TASK TO CARRY OUT:
State how many lines in these records contain the word "below", and nothing else.

----- EXERCISE MATERIALS -----

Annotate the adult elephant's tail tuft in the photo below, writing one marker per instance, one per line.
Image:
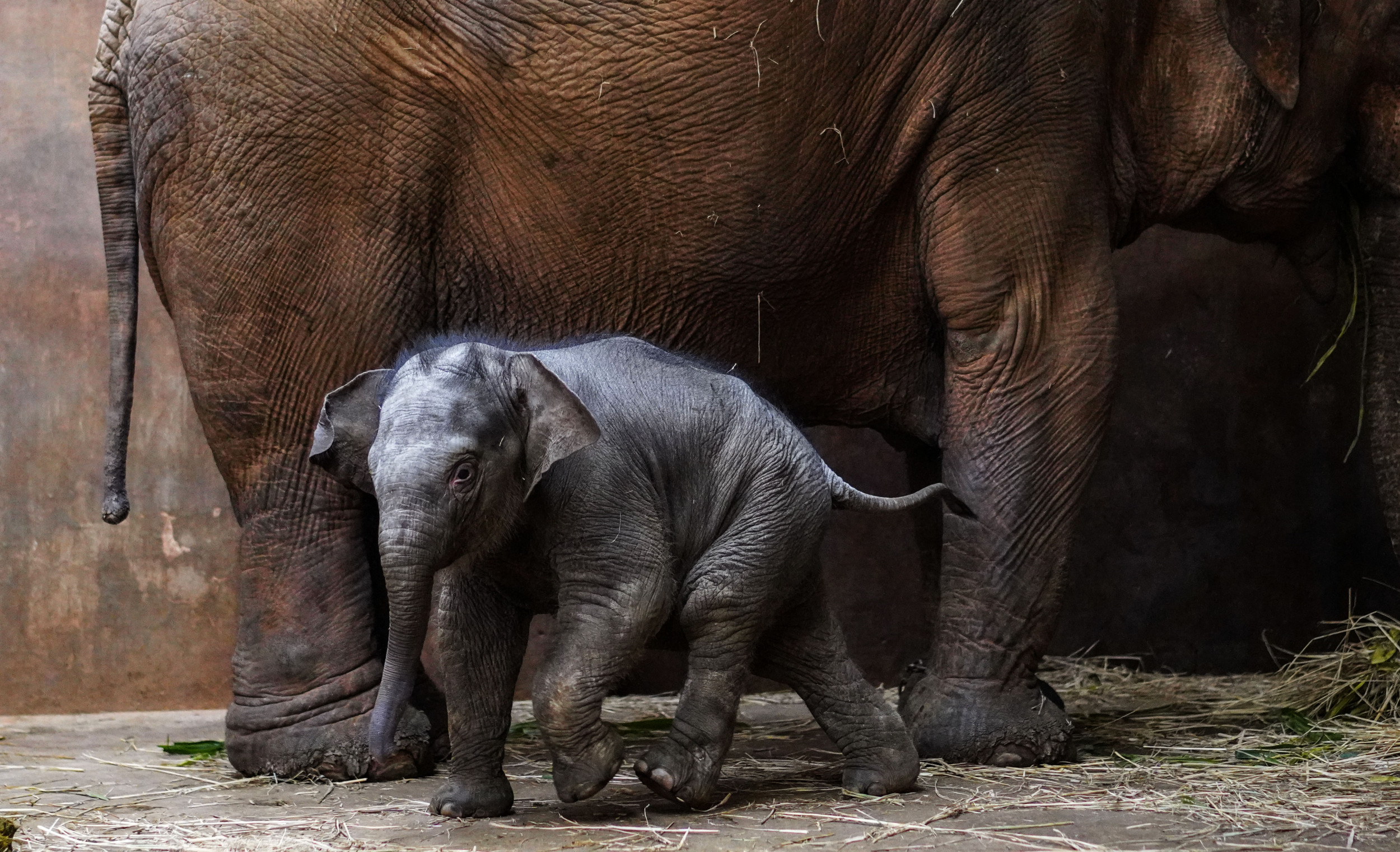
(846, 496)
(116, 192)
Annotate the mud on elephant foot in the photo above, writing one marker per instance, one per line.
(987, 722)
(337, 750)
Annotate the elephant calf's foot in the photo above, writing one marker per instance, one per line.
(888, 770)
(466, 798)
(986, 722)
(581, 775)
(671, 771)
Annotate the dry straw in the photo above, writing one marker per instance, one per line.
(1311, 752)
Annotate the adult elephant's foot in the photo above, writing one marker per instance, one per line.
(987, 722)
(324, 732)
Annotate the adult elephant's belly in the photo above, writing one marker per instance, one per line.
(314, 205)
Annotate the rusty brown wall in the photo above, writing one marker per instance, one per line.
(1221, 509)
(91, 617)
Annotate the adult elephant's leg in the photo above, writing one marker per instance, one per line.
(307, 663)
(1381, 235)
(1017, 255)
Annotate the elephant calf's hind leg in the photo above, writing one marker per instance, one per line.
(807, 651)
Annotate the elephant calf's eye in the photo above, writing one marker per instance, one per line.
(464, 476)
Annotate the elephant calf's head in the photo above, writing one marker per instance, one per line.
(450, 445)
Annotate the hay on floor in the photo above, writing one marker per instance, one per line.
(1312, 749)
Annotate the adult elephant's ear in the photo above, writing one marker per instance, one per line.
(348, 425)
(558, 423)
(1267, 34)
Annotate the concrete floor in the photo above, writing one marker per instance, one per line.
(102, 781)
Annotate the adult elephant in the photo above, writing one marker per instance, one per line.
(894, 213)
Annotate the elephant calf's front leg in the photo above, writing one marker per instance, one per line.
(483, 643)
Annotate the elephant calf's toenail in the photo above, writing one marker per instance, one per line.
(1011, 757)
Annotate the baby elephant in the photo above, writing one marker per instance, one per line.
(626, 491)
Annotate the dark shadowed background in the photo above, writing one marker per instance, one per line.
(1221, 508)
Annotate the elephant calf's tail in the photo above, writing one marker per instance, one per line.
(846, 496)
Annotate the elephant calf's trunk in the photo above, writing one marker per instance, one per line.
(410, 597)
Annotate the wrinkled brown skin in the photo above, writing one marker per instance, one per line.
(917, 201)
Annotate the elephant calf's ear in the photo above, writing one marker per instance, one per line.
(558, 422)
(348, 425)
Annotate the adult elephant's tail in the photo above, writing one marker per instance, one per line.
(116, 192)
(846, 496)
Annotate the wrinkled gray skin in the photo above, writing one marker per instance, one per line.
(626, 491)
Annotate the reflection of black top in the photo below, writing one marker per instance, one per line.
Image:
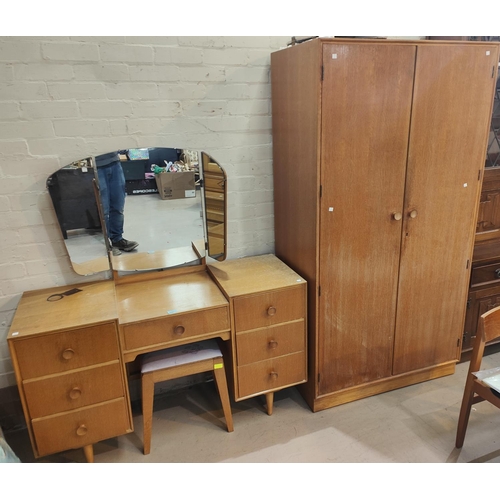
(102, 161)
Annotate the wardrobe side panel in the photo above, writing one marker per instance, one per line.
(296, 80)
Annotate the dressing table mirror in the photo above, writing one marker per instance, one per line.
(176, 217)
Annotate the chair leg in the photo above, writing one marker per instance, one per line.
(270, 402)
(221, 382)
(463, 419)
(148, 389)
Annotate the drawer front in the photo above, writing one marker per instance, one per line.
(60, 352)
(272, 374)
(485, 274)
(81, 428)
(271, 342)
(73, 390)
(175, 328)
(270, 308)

-----
----- EXERCISE MATERIALS -----

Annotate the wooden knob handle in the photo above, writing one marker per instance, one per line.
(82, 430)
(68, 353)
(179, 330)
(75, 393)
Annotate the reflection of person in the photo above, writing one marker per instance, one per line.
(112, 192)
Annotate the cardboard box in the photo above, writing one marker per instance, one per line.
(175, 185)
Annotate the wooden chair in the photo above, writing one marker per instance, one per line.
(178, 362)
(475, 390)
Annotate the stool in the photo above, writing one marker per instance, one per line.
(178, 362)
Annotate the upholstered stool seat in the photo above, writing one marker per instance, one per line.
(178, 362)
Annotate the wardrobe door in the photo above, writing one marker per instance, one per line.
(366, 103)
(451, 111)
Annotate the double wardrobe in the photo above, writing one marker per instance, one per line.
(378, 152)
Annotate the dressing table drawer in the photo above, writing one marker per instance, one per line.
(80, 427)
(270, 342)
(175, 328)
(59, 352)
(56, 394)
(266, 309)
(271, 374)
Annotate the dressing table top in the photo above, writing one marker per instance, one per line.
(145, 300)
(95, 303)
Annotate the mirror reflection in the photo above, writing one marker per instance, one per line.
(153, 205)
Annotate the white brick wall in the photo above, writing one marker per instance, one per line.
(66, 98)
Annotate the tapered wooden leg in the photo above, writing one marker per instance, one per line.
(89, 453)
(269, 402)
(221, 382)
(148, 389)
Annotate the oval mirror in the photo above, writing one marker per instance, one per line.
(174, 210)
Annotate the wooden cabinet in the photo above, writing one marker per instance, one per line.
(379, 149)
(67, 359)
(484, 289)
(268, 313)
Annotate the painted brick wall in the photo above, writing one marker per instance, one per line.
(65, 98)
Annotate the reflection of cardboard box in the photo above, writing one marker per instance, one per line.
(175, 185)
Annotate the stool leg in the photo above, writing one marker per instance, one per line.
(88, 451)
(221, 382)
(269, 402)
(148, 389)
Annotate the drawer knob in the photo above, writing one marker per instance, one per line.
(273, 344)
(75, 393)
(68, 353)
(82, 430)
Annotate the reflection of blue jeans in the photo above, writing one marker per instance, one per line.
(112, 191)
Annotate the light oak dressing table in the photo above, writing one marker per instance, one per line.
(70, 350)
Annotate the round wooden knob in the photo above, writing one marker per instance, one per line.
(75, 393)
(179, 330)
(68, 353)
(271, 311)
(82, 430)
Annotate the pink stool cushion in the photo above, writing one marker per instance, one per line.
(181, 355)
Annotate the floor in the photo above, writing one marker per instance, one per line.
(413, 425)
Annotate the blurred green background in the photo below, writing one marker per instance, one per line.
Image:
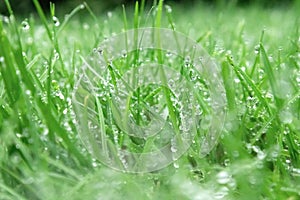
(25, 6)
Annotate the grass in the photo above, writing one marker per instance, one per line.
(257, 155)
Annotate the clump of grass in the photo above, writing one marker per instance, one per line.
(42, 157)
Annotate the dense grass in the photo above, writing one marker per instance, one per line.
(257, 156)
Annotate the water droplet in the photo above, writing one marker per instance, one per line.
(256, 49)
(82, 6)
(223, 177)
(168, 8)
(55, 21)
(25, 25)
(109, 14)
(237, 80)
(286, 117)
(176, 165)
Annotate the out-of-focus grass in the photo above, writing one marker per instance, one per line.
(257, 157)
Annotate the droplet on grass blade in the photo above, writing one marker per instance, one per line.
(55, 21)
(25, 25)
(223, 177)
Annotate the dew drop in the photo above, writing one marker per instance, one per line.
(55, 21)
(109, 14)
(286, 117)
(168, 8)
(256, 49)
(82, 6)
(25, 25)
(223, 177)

-----

ANSWER FOR THE TASK:
3